Beginning with the line that contains "snow in the photo above.", return every line down to the last one in the material below, exactly and with no others.

::::::::::

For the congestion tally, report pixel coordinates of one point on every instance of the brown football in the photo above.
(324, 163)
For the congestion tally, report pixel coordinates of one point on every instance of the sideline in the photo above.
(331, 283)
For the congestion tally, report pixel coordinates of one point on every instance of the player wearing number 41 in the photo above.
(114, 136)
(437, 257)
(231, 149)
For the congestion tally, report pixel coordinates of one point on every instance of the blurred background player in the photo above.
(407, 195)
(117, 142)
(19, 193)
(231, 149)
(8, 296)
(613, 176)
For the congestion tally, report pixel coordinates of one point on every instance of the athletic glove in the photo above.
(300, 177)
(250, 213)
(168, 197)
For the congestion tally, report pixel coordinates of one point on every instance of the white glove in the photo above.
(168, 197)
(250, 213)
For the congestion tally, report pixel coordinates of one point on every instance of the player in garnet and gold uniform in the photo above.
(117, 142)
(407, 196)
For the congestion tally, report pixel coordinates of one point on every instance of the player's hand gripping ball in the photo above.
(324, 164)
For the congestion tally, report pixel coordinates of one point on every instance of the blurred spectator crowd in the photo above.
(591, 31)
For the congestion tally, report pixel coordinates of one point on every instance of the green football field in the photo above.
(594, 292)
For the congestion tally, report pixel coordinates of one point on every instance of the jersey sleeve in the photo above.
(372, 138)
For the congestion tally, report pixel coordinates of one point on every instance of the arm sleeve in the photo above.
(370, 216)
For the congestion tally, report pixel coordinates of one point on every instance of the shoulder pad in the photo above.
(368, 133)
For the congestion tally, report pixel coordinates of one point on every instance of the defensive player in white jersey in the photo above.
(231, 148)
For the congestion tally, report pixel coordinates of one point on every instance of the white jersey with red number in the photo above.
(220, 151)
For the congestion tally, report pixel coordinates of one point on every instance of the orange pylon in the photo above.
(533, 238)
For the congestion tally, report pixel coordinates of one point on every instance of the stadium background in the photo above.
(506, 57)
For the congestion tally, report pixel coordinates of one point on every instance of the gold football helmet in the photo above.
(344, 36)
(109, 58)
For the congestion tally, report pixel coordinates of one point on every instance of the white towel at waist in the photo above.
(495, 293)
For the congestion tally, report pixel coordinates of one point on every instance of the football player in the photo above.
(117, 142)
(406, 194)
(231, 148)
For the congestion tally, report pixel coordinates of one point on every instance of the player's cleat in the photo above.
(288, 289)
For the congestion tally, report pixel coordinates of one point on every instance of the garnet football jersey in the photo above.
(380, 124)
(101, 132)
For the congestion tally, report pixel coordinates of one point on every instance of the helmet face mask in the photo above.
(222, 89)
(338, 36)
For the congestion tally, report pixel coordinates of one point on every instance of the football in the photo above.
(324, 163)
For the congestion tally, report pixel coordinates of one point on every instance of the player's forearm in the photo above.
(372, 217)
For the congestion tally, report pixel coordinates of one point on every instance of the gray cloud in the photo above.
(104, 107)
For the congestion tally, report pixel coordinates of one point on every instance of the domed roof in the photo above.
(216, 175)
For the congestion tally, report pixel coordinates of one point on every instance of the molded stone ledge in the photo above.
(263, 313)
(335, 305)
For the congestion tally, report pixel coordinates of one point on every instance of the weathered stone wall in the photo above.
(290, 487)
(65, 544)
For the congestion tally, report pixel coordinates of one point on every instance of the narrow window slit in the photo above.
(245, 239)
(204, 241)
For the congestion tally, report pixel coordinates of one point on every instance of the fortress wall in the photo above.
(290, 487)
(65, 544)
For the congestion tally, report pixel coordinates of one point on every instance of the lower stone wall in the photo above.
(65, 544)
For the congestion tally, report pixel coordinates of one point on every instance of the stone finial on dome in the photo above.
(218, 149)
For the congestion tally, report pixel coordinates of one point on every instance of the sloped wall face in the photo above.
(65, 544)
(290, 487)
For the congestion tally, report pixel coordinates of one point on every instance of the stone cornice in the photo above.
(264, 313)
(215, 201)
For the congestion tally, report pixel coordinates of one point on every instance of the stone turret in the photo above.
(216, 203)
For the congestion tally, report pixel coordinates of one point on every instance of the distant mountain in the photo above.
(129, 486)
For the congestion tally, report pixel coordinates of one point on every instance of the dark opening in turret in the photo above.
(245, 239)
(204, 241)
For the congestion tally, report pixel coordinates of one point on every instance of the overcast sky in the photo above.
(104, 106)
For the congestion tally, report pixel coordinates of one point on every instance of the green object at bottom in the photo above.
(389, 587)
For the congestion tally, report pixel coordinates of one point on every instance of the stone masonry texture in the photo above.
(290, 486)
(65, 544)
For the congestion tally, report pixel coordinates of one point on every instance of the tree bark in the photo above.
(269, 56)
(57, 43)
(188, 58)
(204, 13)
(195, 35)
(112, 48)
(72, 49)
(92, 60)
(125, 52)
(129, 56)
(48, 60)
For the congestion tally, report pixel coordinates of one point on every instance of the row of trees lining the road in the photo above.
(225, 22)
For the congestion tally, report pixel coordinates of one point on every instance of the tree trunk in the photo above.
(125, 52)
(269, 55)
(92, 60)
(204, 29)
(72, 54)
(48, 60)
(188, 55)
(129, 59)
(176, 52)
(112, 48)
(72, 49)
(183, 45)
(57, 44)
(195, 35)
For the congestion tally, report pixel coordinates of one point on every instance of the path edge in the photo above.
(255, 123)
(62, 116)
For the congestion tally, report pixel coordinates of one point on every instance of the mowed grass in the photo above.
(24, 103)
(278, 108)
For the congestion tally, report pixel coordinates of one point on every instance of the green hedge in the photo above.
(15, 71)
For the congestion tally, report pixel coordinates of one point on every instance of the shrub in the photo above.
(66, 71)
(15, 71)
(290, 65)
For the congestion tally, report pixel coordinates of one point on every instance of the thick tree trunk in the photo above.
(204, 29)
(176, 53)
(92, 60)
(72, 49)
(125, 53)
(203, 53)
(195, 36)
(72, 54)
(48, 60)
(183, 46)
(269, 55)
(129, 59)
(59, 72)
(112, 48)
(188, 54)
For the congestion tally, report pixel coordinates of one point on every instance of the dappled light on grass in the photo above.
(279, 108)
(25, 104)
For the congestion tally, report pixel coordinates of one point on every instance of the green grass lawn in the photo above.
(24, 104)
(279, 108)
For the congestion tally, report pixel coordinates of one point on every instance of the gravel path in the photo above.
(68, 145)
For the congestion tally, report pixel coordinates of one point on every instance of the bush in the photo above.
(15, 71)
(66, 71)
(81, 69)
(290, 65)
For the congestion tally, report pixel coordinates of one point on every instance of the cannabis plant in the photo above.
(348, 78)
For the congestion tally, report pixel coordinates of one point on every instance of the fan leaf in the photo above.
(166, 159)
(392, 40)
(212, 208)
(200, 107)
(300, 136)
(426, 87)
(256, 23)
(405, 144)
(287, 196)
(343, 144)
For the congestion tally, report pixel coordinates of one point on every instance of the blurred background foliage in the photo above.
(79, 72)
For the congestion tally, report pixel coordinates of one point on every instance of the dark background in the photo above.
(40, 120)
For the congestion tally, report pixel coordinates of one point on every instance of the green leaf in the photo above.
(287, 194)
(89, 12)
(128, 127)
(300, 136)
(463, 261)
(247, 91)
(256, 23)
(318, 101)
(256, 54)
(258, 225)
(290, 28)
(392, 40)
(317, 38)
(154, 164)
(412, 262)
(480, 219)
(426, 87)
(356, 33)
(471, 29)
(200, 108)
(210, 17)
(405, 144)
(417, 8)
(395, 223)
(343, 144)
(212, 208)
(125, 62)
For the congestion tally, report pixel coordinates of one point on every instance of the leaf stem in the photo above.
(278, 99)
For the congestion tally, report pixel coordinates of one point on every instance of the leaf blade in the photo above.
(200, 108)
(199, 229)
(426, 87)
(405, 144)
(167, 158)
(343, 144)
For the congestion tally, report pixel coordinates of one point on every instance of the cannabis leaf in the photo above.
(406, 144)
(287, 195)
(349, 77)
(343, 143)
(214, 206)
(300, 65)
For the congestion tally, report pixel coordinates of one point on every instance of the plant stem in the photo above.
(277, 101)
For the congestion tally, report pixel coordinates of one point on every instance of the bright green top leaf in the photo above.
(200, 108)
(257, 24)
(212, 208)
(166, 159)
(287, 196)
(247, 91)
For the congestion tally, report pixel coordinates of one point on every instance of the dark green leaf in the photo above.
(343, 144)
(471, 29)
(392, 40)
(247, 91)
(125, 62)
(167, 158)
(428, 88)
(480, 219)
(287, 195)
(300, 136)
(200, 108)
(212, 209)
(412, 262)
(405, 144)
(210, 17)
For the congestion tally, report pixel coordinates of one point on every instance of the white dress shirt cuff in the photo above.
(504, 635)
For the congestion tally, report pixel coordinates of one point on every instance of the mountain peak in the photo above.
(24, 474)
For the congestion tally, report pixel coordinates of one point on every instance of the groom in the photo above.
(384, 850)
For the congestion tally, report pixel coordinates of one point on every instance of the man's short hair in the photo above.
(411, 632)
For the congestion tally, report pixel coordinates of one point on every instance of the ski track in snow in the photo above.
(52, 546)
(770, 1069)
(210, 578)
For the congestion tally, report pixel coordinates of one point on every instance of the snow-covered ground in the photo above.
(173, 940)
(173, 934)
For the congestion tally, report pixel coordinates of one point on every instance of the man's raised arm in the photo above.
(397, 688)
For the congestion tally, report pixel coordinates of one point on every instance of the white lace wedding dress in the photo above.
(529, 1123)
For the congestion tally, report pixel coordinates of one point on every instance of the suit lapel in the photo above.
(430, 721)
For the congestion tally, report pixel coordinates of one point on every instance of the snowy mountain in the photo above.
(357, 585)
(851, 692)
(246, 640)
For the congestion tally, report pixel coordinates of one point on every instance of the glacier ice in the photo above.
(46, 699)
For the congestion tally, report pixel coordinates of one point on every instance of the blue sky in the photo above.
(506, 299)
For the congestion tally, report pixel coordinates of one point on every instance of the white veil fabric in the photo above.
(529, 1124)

::::::::::

## OUTPUT FOR THIS TASK
For the congestion tally, report pixel coordinates of one point on every instance of the ski track in snow in the photo above.
(52, 546)
(770, 1069)
(210, 578)
For the congestion tally, report pixel coordinates of one point on every instance of the snow-covered ground in the photo above.
(173, 940)
(173, 934)
For the congestion tally, report pixel coordinates of one point on every instance of the man's raised arm in the photo above.
(397, 688)
For the congestion tally, report pixel coordinates of one point on every instance of the white lace wedding dress in the photo above.
(529, 1123)
For the congestion tally, report pixel coordinates of one point on every instance of the suit lapel in the photo above.
(430, 721)
For the congestion tally, report pixel coordinates of one point on every instance of the snowy mountain in the photo above.
(357, 585)
(851, 692)
(246, 640)
For the congestion tally, report pixel coordinates of one point on every instance of the glacier ice in the photo above.
(46, 699)
For the congestion tally, report pixel coordinates of one point on every instance of the blue sky in the photo above.
(506, 299)
For the congestion tally, report pixel coordinates of one point on every instance of the white veil fabric in the photo above.
(529, 1124)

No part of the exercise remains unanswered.